## [Supplied data]
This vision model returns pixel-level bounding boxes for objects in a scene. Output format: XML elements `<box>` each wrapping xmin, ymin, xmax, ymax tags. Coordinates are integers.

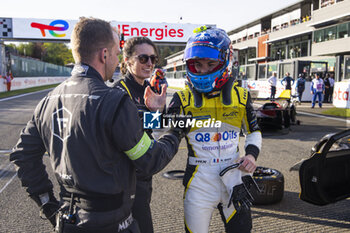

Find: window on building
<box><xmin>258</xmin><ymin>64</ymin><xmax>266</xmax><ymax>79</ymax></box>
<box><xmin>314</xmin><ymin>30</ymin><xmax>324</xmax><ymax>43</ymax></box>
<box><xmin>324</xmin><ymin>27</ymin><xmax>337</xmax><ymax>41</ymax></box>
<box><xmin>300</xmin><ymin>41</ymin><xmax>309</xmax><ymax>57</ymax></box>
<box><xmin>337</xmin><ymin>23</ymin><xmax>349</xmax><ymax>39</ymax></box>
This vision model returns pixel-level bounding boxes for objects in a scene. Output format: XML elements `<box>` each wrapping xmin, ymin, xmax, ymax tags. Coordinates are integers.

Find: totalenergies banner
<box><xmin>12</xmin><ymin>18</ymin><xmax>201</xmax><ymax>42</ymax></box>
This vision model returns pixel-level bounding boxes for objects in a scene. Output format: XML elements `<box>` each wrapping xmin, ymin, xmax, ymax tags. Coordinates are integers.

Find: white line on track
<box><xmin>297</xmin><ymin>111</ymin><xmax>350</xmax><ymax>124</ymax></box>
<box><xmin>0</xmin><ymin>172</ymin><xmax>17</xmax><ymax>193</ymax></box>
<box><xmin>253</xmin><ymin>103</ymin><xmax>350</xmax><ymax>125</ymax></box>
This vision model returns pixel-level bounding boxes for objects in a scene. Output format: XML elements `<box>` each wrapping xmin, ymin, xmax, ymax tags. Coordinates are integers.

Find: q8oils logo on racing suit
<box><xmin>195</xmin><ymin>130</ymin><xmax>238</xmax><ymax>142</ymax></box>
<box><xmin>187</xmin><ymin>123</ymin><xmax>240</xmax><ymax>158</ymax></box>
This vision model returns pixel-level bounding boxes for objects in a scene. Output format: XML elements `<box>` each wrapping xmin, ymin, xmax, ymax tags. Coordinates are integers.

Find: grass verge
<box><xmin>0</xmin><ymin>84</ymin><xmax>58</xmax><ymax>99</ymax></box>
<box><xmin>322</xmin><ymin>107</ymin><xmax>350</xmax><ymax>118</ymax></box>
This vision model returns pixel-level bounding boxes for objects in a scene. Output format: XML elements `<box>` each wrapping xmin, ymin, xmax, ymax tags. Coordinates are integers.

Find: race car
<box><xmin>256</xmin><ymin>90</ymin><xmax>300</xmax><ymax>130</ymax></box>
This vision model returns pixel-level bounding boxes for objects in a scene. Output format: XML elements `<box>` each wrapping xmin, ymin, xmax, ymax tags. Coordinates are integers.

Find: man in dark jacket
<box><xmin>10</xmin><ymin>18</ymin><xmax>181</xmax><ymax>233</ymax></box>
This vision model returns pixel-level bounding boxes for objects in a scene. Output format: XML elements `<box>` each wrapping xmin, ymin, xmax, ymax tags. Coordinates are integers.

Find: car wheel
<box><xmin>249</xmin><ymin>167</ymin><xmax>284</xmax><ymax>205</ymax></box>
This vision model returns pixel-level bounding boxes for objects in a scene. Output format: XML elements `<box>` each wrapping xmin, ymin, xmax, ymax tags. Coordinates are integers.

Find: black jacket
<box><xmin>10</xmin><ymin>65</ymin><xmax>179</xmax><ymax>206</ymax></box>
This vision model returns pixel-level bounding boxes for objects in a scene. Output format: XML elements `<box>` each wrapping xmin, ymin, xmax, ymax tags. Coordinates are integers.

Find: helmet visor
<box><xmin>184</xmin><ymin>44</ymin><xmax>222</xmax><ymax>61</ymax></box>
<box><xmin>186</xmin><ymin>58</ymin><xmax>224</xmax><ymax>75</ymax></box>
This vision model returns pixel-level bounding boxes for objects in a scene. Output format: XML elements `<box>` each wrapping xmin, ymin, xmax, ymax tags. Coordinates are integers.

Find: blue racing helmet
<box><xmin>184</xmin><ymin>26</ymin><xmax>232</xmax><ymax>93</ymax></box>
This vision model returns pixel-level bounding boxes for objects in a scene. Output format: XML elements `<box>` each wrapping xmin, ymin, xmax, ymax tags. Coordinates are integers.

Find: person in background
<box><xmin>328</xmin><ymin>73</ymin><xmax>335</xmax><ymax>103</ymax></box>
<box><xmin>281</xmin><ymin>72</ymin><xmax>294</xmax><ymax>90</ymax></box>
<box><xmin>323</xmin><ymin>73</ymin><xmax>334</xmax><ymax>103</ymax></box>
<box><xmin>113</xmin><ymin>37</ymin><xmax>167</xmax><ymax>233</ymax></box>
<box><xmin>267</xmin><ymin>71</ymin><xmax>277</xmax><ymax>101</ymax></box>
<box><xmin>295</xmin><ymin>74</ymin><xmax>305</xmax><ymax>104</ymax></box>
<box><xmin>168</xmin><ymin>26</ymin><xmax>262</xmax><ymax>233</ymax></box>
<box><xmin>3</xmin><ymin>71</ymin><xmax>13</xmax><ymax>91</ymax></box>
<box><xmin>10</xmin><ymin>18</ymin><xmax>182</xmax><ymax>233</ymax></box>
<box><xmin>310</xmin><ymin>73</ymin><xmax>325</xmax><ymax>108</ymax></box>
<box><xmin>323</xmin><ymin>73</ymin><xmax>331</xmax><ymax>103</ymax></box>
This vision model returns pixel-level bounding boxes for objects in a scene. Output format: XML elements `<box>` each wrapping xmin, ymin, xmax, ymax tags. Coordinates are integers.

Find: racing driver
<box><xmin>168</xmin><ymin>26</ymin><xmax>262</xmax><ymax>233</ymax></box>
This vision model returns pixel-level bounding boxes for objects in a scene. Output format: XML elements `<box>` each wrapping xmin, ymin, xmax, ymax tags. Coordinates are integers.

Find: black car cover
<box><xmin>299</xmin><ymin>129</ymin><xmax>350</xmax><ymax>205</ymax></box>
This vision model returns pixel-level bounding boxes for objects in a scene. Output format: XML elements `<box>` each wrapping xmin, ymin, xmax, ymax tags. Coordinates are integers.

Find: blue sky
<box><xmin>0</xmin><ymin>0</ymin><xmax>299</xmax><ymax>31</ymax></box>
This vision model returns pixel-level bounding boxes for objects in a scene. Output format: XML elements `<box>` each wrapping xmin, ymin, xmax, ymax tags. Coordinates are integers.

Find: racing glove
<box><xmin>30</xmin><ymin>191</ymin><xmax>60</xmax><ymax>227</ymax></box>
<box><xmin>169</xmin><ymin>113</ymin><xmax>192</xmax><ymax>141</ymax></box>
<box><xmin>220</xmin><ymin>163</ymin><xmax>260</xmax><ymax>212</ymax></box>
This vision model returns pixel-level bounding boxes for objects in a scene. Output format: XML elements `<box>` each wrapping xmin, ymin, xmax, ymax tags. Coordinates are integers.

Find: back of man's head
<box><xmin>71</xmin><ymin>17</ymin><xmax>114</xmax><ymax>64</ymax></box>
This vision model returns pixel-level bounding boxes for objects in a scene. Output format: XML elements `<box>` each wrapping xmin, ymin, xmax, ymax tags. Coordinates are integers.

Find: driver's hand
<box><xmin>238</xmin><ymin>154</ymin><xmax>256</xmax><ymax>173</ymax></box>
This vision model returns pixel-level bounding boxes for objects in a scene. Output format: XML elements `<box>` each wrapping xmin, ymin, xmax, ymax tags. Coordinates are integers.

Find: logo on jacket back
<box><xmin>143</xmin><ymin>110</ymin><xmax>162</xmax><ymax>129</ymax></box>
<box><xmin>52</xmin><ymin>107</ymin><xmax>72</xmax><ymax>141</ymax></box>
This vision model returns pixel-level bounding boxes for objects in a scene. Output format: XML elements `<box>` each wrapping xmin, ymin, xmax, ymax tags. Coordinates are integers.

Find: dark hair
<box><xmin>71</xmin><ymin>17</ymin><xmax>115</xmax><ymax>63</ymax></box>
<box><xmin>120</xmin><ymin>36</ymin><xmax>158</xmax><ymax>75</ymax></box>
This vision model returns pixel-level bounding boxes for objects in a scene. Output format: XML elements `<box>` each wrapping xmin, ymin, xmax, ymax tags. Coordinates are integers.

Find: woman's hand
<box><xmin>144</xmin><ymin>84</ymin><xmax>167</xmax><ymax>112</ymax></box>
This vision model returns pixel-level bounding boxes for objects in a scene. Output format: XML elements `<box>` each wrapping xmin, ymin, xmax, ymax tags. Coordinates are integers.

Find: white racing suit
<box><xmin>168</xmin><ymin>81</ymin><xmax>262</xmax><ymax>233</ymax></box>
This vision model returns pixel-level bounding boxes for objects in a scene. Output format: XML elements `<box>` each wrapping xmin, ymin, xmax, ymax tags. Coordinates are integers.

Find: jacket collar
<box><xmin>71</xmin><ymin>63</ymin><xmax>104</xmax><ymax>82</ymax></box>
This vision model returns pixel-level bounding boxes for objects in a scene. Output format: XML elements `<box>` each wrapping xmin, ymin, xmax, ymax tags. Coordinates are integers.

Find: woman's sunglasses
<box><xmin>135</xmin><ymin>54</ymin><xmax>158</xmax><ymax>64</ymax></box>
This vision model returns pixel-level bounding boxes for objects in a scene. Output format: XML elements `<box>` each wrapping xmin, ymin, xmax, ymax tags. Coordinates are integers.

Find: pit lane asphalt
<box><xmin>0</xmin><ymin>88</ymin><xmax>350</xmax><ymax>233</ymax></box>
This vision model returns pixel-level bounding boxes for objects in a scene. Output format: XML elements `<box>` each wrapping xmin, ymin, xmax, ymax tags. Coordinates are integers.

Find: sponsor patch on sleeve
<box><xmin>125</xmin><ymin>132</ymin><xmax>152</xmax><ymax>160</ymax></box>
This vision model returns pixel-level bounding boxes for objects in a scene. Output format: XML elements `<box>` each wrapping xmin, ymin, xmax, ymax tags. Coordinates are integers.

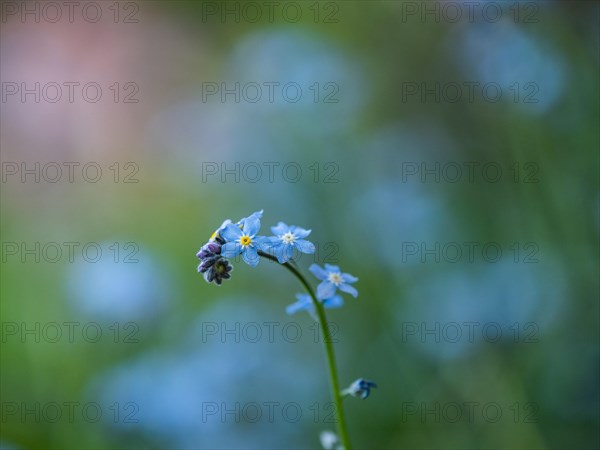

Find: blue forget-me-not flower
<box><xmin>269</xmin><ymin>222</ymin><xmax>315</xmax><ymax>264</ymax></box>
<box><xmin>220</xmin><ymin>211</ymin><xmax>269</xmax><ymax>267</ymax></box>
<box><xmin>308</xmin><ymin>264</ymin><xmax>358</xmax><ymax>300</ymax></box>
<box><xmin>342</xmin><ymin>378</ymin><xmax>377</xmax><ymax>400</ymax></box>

## [Exercise brief]
Return every line of the material above that contains the word "dark", keeping case as given.

## [Correct result]
Find: man in dark jacket
Find: dark hair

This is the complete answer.